- [Data extract]

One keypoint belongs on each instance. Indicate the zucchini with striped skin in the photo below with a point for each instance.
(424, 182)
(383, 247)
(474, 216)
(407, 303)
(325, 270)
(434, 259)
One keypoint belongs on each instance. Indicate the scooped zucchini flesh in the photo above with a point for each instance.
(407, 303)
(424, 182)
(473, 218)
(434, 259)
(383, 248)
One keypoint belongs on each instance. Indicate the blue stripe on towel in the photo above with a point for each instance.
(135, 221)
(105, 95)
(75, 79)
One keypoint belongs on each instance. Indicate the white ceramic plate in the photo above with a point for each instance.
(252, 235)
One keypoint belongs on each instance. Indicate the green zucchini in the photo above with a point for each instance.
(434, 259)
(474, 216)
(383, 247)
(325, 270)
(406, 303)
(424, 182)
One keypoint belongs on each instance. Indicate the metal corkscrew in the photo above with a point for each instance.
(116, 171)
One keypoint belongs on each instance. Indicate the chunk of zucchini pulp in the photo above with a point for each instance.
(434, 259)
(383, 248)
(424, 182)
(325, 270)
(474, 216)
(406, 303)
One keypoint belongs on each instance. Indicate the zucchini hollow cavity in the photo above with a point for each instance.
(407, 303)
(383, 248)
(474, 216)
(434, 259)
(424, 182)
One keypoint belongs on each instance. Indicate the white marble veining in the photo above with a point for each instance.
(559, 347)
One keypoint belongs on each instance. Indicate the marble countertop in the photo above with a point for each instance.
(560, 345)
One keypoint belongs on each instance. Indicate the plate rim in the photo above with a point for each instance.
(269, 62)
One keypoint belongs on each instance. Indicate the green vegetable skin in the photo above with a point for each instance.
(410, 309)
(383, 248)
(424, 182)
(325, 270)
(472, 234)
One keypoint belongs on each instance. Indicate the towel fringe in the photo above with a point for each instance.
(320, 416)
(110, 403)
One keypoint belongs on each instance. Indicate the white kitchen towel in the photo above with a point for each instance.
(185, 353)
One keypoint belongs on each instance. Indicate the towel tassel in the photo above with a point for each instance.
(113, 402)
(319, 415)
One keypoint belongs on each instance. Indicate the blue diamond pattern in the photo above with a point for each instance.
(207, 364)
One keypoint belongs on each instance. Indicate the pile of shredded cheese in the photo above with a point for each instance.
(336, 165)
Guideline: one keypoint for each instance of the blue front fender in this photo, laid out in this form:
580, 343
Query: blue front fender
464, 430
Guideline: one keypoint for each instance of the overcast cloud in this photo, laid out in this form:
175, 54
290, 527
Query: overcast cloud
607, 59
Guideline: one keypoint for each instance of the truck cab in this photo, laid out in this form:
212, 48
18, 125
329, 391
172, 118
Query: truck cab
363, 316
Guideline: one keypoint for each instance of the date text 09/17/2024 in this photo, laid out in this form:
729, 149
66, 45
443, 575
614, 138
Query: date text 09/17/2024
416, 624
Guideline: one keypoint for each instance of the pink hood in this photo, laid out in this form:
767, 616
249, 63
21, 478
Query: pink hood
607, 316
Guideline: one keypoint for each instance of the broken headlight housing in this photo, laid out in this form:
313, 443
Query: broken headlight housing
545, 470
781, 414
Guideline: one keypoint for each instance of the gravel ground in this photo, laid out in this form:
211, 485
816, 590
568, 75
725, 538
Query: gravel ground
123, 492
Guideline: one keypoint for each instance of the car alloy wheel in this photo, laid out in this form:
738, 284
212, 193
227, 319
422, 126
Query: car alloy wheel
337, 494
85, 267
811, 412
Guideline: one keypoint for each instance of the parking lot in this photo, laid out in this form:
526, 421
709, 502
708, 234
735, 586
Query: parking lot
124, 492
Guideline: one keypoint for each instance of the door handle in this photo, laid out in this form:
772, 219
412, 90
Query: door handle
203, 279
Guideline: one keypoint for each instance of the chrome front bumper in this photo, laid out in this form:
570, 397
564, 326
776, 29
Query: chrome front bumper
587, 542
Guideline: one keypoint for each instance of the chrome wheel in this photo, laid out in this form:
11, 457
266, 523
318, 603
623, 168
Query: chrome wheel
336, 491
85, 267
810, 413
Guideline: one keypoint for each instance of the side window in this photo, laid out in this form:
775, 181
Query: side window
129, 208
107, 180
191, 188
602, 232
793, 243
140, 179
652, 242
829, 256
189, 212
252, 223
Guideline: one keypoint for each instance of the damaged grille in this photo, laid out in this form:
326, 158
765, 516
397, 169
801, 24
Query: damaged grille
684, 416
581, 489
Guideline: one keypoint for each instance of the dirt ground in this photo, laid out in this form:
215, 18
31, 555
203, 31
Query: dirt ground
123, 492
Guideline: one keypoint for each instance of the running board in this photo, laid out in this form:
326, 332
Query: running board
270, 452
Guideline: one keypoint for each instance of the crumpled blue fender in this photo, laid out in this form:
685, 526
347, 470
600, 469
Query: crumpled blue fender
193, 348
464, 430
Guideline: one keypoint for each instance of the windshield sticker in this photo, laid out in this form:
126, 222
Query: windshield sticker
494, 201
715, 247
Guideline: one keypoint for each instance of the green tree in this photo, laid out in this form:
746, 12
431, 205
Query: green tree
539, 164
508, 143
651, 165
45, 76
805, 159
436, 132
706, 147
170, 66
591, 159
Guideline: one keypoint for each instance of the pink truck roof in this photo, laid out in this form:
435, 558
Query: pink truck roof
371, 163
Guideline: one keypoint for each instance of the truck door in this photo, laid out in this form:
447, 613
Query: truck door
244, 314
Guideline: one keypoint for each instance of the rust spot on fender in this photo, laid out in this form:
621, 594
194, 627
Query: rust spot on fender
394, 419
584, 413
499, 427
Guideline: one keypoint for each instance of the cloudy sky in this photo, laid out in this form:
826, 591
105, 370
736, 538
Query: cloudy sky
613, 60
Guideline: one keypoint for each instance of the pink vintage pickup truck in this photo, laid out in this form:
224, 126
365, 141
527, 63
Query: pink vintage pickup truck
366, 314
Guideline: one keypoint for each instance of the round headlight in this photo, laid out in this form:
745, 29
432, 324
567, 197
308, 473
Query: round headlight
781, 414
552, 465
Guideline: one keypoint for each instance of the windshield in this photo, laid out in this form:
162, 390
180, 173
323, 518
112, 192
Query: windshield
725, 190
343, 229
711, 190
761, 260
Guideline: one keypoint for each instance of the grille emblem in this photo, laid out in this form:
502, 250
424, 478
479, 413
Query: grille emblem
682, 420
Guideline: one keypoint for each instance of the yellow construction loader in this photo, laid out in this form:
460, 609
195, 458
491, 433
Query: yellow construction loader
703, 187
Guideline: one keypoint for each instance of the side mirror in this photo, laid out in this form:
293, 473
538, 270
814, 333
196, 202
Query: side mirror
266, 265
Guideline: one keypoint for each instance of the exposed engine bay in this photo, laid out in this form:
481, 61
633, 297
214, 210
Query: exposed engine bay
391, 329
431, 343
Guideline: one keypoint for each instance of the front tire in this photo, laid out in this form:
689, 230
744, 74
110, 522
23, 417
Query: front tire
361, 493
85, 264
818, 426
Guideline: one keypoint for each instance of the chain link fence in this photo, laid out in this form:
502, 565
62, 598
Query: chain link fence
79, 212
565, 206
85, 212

- [Exercise] Every entry shown earlier is to be returned exactly, line for line.

- [Reply]
One keypoint belongs on each instance. Indicate the zucchini with striped skin in the photo below with a point for each instance.
(424, 182)
(383, 247)
(474, 216)
(407, 303)
(325, 270)
(434, 259)
One keypoint belongs on each instance. Indicate the scooped zucchini flesh in the photo above with a point for each instance.
(407, 303)
(424, 182)
(473, 218)
(434, 259)
(383, 248)
One keypoint belongs on each instance. Indicate the blue stripe on towel in the photo above with a point for each instance.
(135, 221)
(105, 95)
(75, 79)
One keypoint belongs on each instance. Indicate the white ceramic plate in the photo above with a point for each instance.
(252, 235)
One keypoint belongs on each instance. Indicate the green zucchini in the photo above with a point for each instance.
(434, 259)
(474, 216)
(383, 247)
(325, 270)
(406, 303)
(424, 182)
One keypoint belongs on each instance. Indicate the metal corkscrew in the photo above with a point for each instance.
(116, 171)
One keypoint belongs on each instance. Indicate the chunk of zucchini pulp in the photo above with a point for each instance.
(434, 259)
(383, 248)
(424, 182)
(325, 270)
(474, 216)
(406, 303)
One keypoint belongs on each instance. Indicate the zucchini hollow cavity in the photo above with a point for each instance.
(407, 303)
(383, 248)
(474, 216)
(434, 259)
(424, 182)
One keypoint belongs on each instance. Indicate the white marble veining in the photo above with a point for each instance.
(559, 347)
One keypoint belongs on each instance. Indicate the marble countertop in the photo above with a point for each instance.
(560, 345)
One keypoint belongs on each instance. Indicate the plate rim in the photo above with a point for each instance.
(269, 62)
One keypoint belongs on each instance. Indicate the green vegetable skin in the photo above with a point for each instance.
(410, 309)
(383, 248)
(424, 182)
(325, 270)
(472, 234)
One keypoint belongs on each instance. Indicate the towel fringe in the photo above with a point for each instance.
(320, 416)
(110, 403)
One keypoint belongs on each instance. Indicate the white kitchen towel in the photo above with a point for each instance.
(185, 353)
One keypoint belongs on each instance. Indicate the towel tassel in the photo above with a point for each instance.
(113, 402)
(319, 415)
One keypoint belongs on each instance. Indicate the blue diamond pattern in the photo above with a point for each instance.
(207, 364)
One keypoint belongs on each instance. Indicate the pile of shredded cheese in the photo above with a point for each instance.
(336, 165)
Guideline: one keypoint for each instance of the blue front fender in this photo, laid out in this form:
580, 343
Query: blue front fender
464, 430
Guideline: one keypoint for each instance of the overcast cloud in this photo, laid out in this form:
175, 54
290, 527
Query: overcast cloud
607, 59
Guideline: one keypoint for each instance of the truck cab in this photo, laid out in this form:
212, 48
18, 125
329, 391
172, 118
Query: truck cab
363, 316
Guideline: one keypoint for each instance of the date text 09/17/2024 in this photo, laid out in this form:
729, 149
66, 45
443, 575
614, 138
Query: date text 09/17/2024
416, 624
Guideline: one keypoint for each instance of the pink hood in this photo, laid out in this form:
767, 616
249, 63
21, 478
Query: pink hood
607, 316
Guideline: one keypoint for each instance of the broken headlight housing in this photo, laid out in this form:
313, 443
Query: broken headlight housing
545, 470
781, 414
Guideline: one keypoint for each instance of the gravel ground in this photo, laid out in this form:
211, 485
816, 590
568, 75
725, 538
Query: gravel ground
123, 492
Guideline: one keypoint for each instance of the car alloy wheel in this photo, laid out in this form:
738, 284
212, 193
227, 319
422, 126
Query: car alloy wheel
337, 494
85, 267
811, 412
Guideline: one keypoint for each instance of the parking lot in this photo, laid out in this form:
526, 421
709, 502
708, 234
735, 586
Query: parking lot
124, 492
Guideline: one keypoint for each instance of the door handle in this photo, laid out in this form:
772, 219
412, 90
Query: door handle
203, 279
Guideline: one keypoint for each instance of the chrome front bumper in this photo, laid out in this form:
570, 397
564, 326
776, 29
Query: chrome front bumper
587, 542
Guideline: one keypoint for each instance of the chrome wheel in this photo, laid out in this form:
11, 457
266, 523
318, 603
623, 168
Query: chrome wheel
336, 491
85, 267
810, 413
Guideline: one keypoint for each instance of the side window in this photo, laid out in this form:
775, 181
Query: side window
129, 208
107, 180
191, 188
602, 232
793, 243
140, 179
652, 242
829, 256
189, 212
252, 223
Guideline: one keypoint for each instance of the damaged grille in this photo, laid out in this form:
326, 158
765, 516
397, 169
801, 24
Query: damaged grille
684, 416
581, 489
Guideline: one keypoint for each instance of the dirt ground in this photo, laid out in this form:
215, 18
31, 555
203, 31
Query: dirt ground
123, 492
Guideline: one keypoint for each instance of the running board in this photo, laid out in this form:
326, 332
Query: running board
270, 452
Guideline: one keypoint for each instance of the crumpled blue fender in this photo, laid out in this form:
685, 526
347, 470
600, 469
Query: crumpled blue fender
193, 348
464, 430
Guideline: one keypoint for each instance of the windshield sticker in this photo, laid out in this form:
126, 222
Query: windshield sticker
494, 201
715, 247
Guideline: one keypoint for each instance of the green tree in this photo, laid out in this form:
746, 12
431, 205
Query: green tree
539, 164
508, 143
651, 165
45, 76
805, 159
436, 132
706, 147
170, 66
591, 159
Guideline: one keypoint for each instance of the pink truck roof in this photo, laid out in this form:
435, 558
Query: pink truck roof
371, 163
Guideline: one keypoint for each instance of the truck door in this photo, laid out in this form:
447, 613
Query: truck door
244, 314
Guideline: one keypoint for each instance of the rust spot on fender in this photo, laid out in this form:
621, 594
194, 627
Query: rust spot on fender
394, 419
584, 413
499, 427
Guideline: one keypoint for each instance of the cloudy sky in this photo, laid out in this form:
826, 591
105, 370
736, 538
Query: cloudy sky
613, 60
Guideline: one keypoint for each instance of the pink vintage pickup truck in this photo, laid out in this form:
224, 126
365, 141
527, 63
Query: pink vintage pickup truck
366, 314
Guideline: one keypoint for each instance of the round headlight in this photo, laid out in this form:
745, 29
432, 324
567, 197
308, 473
Query: round headlight
781, 414
552, 465
Guideline: one keypoint for each instance of the windshield in this photo, laid out in this form:
162, 390
180, 173
323, 518
112, 192
Query: windshield
725, 190
343, 229
711, 190
761, 260
Guideline: one keypoint for each instance of the grille emblem in this photo, laid out in this form:
502, 250
424, 478
479, 413
Query: grille emblem
682, 420
Guideline: one keypoint for each instance of the yellow construction loader in this photo, laid out in this form:
460, 609
195, 458
491, 433
Query: yellow construction loader
703, 187
Guideline: one keypoint for each instance of the side mirror in this photo, laid out in this form:
293, 473
538, 270
814, 333
196, 202
Query: side mirror
266, 265
Guideline: one keypoint for each instance of the exposed engine bay in this photo, laid out in this form:
481, 61
633, 297
214, 210
Query: exposed engine bay
391, 329
431, 343
Guideline: one keypoint for each instance of the front tire in this photo, laid out in this form:
689, 230
744, 74
110, 522
23, 417
Query: front tire
361, 493
85, 264
818, 426
Guideline: one keypoint for each instance of the chain link fence in this photo, laid out in this form:
502, 565
62, 598
Query: chain link fence
79, 212
565, 206
85, 212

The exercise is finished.